** Extract **
────────

# Israeli settlements



## seitt

Greetings

Please see:
http://en.wikipedia.org/wiki/Israeli_settlement

How can we translate “Israeli settlements”, please?

Best wishes, and many thanks,

Simon


----------



## Perseas

«Ισραηλινοί εποικισμοί». 
https://www.google.gr/search?q=ισρα...hannel=sb&gfe_rd=cr&ei=DFhPVI6FCcGF8QesxoCACQ


----------



## seitt

Many thanks, excellent.


----------



## ireney

The act of settling is εποικισμός. The house complex is οικισμός.


----------



## seitt

> The house complex is οικισμός.


Many thanks - could you give me a couple of example sentences with this word, please?


----------



## Andrious

παραδοσιακοί *οικισμοί* θεωρούνται οι *οικισμοί* που έχουν διατηρήσει αναλλοίωτη την εικόνα που είχαν στο παρελθόν καθώς και τον τοπικό τους χαρακτήρα.

ο προϊστορικός *οικισμός* του δισπηλιού βρίσκεται στη θέση nησί, στη νότια όχθη της λίμνης της kαστοριάς.

νεολιθικοί *οικισμοί* έχουν βρεθεί σχεδόν σε όλη την ελλάδα.

────────

** Source data **
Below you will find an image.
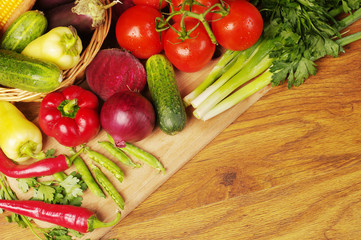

────────

** Work required **
Could you carry on the thread about translating “Israeli settlements” into Greek, picking up right after its final post? The listing has no connection to the thread about translating “Israeli settlements.”

** Expected output **
----------



## Perseas

For what it's worth: 
In principle «οικισμός» = "settlement". However, as far as «εποικισμός» is concerned, it means both the act and the result of settling (according some dictionaries, eg. Triandaphyllides' online dictionary).

Also in the entry «εποικισμός» of Babiniotis' dictionary is mentioned (among others) that _behind this kind of settling are political, military, financial interests etc. and it usually takes place after annexation of territories with military means or treaties etc... _(translation is mine)
On the other hand, «οικισμός» lacks those connotations, it has more neutral content.


----------



## seitt

Thank you very much indeed - indeed most enlightening.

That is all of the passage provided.